Lines with the word "outline" are the ones wanted. Copy each of them from the entries below.

[Records to process]

* * *

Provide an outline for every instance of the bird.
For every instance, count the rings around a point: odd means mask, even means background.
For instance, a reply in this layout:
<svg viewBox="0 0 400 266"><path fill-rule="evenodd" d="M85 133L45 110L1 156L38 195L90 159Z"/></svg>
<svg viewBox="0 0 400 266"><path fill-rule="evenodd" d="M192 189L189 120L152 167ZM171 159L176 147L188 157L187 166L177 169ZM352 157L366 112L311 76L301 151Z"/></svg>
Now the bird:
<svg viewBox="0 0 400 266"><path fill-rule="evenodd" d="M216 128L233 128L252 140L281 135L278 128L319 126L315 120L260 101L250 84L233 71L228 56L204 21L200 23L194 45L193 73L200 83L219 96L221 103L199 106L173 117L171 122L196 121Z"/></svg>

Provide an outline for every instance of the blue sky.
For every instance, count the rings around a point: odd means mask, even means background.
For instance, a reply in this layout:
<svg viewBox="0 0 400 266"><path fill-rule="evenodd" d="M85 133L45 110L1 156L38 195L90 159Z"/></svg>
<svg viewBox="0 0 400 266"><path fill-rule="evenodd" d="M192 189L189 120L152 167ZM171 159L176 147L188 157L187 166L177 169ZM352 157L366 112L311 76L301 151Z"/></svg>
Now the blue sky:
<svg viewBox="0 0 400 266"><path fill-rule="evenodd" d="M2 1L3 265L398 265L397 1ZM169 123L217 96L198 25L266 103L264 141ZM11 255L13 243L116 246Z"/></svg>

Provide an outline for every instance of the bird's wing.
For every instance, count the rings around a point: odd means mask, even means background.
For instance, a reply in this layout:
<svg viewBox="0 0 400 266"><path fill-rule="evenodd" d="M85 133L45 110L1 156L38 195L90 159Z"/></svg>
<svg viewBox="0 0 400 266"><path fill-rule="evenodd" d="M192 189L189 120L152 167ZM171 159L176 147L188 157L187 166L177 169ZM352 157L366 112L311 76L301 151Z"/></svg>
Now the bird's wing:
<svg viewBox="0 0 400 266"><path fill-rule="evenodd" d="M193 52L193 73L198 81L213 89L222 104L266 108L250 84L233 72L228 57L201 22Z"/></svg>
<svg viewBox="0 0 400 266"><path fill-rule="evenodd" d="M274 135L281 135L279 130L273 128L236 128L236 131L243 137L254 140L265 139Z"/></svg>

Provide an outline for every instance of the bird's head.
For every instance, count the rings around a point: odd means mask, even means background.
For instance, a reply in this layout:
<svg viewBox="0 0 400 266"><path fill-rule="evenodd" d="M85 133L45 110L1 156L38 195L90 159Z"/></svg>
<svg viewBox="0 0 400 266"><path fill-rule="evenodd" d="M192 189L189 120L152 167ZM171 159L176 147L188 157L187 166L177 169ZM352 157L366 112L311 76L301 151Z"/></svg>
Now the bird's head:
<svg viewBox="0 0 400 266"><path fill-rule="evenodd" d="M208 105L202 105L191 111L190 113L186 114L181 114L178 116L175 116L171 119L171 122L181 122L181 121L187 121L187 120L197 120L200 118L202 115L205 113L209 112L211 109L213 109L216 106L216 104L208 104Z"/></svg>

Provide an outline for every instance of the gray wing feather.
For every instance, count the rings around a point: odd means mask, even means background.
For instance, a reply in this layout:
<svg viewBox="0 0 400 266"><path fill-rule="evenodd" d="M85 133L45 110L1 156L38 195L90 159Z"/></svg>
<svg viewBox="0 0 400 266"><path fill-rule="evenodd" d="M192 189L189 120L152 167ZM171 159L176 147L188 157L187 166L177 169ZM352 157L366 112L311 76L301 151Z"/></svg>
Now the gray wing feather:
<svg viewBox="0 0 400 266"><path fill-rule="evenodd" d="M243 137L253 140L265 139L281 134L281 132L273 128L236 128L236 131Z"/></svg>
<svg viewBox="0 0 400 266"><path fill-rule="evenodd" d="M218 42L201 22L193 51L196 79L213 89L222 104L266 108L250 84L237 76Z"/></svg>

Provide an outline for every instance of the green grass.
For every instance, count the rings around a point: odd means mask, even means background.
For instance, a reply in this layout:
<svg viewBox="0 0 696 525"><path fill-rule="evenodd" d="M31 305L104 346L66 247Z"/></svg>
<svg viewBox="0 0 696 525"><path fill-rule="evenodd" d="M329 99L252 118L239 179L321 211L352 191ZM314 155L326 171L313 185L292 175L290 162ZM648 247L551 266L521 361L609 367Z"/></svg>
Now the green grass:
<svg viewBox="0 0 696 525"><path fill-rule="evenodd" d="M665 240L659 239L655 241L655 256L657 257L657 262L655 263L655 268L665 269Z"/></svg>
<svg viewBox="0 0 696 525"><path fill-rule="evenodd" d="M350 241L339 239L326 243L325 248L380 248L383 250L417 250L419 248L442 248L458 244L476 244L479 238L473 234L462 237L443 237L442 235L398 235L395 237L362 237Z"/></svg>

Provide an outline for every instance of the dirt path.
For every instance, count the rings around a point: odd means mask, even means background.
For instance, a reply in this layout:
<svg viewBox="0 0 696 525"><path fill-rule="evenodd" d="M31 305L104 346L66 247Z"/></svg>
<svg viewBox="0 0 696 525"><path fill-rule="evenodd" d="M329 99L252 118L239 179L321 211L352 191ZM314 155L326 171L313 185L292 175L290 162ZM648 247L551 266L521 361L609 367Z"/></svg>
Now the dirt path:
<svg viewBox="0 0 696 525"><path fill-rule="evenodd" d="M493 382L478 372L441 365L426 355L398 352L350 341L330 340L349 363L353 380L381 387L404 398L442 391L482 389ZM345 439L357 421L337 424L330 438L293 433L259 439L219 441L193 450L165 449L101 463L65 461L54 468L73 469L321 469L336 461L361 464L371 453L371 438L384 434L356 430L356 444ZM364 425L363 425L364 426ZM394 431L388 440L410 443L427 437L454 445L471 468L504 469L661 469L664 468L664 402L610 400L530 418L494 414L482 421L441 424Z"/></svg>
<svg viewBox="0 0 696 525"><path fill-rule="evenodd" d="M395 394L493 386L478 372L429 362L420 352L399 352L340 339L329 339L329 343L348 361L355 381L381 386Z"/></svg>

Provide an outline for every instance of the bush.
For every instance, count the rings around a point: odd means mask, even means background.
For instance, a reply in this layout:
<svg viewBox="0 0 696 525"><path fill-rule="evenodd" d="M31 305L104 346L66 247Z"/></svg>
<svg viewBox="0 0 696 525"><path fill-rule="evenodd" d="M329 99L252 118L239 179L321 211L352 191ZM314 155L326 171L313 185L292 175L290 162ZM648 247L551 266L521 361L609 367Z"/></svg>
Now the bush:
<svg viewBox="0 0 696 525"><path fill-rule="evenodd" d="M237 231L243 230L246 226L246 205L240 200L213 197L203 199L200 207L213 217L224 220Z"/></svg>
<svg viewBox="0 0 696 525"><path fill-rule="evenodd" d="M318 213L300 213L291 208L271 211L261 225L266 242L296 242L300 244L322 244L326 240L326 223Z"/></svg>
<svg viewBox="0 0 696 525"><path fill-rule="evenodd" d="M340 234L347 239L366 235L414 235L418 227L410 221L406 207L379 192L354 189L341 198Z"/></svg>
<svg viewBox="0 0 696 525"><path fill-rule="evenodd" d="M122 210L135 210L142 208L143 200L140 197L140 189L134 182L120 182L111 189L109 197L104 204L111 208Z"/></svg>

* * *

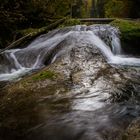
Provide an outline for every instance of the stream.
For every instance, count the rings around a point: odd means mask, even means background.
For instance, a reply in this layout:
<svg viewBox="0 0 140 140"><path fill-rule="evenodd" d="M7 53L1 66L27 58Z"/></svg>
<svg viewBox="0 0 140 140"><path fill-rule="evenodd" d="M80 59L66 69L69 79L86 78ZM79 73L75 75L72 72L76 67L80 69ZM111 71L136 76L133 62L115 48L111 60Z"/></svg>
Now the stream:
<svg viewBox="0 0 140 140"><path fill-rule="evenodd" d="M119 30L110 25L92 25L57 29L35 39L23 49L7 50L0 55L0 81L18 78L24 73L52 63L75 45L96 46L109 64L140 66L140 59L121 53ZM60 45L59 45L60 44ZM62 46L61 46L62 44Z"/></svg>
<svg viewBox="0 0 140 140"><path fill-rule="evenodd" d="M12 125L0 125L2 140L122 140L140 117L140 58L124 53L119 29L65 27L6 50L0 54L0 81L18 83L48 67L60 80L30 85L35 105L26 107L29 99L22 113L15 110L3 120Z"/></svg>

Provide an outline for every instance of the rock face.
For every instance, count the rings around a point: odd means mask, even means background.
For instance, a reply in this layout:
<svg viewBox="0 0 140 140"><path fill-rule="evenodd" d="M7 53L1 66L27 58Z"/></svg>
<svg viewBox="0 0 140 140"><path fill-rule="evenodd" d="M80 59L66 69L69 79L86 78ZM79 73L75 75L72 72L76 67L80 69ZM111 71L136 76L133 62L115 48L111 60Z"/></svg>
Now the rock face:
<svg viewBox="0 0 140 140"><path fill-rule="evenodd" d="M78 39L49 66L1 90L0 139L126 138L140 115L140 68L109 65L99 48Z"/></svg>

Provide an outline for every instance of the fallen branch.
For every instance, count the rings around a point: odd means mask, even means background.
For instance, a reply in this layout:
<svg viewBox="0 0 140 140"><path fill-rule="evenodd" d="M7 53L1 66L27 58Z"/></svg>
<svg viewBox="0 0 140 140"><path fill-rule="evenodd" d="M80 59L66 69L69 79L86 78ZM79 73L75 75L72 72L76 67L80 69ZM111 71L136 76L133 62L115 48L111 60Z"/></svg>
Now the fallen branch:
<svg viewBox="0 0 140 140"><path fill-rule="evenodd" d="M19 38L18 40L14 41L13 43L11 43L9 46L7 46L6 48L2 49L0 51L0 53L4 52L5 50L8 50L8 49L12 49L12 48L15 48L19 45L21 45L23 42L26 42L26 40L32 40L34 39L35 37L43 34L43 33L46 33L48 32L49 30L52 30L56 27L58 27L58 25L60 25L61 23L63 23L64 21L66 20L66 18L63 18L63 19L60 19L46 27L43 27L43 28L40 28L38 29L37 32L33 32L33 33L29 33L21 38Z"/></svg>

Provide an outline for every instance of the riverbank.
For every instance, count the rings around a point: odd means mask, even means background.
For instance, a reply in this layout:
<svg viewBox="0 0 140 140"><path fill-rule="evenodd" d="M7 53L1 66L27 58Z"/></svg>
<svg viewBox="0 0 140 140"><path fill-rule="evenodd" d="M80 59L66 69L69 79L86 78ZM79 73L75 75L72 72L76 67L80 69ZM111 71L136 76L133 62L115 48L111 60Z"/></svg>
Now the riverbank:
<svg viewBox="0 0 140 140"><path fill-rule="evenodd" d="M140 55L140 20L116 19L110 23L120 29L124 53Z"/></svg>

* * *

[Exercise result]
Provide an outline for every instance of the bird.
Provide an outline for every instance of the blue sky.
Provide an outline for every instance of the bird's wing.
Provide an outline for every instance of the bird's head.
Provide an outline for every instance of the gray wing feather.
Provide an outline for every instance of the green grass.
Provide an outline for every instance of the dirt path.
Provide an outline for every instance of the bush.
Provide an outline for every instance of the stream.
Provide an outline for every instance of the rock face.
Provide an outline for every instance of the fallen branch.
Provide an outline for every instance of the riverbank.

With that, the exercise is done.